◆ YOUR GOAL:
Repeat exactly the lines from the line containing "Guideline: for each instance of the groom's ear, put" to the last line of the listing, including both.

◆ GIVEN DATA:
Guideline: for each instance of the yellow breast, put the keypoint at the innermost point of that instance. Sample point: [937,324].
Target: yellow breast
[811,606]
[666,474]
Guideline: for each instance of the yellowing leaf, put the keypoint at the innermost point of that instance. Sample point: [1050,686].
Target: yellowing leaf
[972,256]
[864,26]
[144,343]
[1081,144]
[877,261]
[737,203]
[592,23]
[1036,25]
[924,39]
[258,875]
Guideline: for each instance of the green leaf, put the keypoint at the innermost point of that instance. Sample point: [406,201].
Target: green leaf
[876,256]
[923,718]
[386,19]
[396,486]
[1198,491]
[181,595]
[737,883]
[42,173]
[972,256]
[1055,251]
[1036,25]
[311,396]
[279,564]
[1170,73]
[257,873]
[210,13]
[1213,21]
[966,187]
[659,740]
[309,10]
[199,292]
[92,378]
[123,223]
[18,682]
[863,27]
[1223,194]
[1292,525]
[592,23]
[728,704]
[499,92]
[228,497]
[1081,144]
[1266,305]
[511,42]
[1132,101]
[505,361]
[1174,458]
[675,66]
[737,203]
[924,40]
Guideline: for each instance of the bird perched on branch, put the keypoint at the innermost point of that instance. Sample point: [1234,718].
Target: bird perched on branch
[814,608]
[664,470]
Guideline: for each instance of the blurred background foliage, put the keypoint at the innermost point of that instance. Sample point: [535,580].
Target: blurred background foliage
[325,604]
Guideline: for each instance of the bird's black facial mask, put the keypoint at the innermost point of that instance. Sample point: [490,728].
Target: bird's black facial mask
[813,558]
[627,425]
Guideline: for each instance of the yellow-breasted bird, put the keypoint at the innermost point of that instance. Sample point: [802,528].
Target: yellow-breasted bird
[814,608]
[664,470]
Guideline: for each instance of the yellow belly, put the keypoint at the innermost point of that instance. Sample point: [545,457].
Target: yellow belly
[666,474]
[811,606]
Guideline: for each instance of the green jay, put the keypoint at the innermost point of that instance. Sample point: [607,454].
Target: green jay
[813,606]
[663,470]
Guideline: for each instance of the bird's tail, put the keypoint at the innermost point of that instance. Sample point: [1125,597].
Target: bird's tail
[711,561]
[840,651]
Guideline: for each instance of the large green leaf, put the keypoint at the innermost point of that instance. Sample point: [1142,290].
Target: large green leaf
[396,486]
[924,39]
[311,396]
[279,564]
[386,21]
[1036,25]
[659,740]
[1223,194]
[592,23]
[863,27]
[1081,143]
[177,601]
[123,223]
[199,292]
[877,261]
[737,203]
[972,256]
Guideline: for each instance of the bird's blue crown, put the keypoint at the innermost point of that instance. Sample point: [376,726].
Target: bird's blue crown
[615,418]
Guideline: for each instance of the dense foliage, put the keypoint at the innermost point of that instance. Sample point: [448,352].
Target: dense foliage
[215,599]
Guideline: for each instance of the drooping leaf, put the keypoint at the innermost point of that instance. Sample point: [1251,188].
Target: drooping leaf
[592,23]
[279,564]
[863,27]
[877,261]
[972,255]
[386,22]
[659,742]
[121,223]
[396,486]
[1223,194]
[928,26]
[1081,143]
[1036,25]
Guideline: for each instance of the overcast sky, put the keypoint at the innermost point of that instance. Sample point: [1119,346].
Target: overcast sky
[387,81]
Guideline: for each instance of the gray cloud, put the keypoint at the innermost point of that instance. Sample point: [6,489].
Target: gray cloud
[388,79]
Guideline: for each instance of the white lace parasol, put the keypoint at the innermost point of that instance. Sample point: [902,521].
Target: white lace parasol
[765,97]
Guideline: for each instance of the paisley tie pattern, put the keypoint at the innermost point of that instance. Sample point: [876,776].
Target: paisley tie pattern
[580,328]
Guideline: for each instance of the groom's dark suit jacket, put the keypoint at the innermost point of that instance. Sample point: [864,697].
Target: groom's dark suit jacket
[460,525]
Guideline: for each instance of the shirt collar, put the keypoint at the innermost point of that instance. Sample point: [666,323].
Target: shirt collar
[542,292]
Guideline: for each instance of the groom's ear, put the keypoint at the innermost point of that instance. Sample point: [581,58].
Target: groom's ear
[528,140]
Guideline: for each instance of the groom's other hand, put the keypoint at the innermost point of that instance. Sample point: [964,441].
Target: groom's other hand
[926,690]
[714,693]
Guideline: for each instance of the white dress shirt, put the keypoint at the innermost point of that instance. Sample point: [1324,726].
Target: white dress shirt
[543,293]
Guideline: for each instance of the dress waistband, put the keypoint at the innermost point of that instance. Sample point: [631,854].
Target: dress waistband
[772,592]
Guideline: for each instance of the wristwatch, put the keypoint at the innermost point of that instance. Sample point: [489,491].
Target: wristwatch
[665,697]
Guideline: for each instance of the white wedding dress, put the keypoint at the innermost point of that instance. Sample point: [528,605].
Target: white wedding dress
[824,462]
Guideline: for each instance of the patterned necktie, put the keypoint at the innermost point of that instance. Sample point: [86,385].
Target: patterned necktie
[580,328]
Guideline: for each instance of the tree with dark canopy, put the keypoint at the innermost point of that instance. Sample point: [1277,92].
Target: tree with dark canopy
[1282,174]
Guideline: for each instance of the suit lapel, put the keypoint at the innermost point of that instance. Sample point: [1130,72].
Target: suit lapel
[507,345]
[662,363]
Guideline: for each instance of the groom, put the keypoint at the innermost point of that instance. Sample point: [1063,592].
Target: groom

◆ ANSWER FOR THE TASK:
Guideline: for each instance of the groom's ear, put the keypoint at the innermost point of that instance. Sample point: [581,58].
Target: groom's ear
[528,140]
Guideline: for each instance of the groom's other hand, put the keypoint at the innermost point of that instance. Sample point: [964,441].
Target: groom's other hand
[926,690]
[714,693]
Guideline: for each instance of the white dress shirt, put the keypoint at the innermost point of that instance. Sample point: [1324,726].
Target: white dress shirt
[543,293]
Guideline: for each instance of the dress waistband, put the keypoint at the innermost point of that instance. Sample point: [631,854].
Target: dress waistband
[772,592]
Guideline: for each instance of the wristwatch, put the keypoint at the innermost point of that instance. Sample point: [489,491].
Target: wristwatch
[665,697]
Guideline: for each instance of the white wedding dress, put the keypoint at the innermost point of that instance. Sample point: [528,605].
Target: white wedding dress
[824,462]
Guideline: for each instance of the patterned necktie, put the keypoint at the innermost point of that instance. Sample point: [86,385].
Target: patterned necktie
[580,328]
Guideline: for each instance of the tree with dark canopy, put the keypoint at the innermost point of that instance. Sample point: [1277,92].
Target: tree with dark canopy
[1282,174]
Guideline: for each instance of the suit lapel, put the keypoint at the innermost point of that instance. Sample point: [1130,72].
Target: suit lapel
[507,345]
[662,363]
Guideline: for each instance of the groom, put the keypoint at the innermost point of that instance. Sample point: [1063,592].
Target: groom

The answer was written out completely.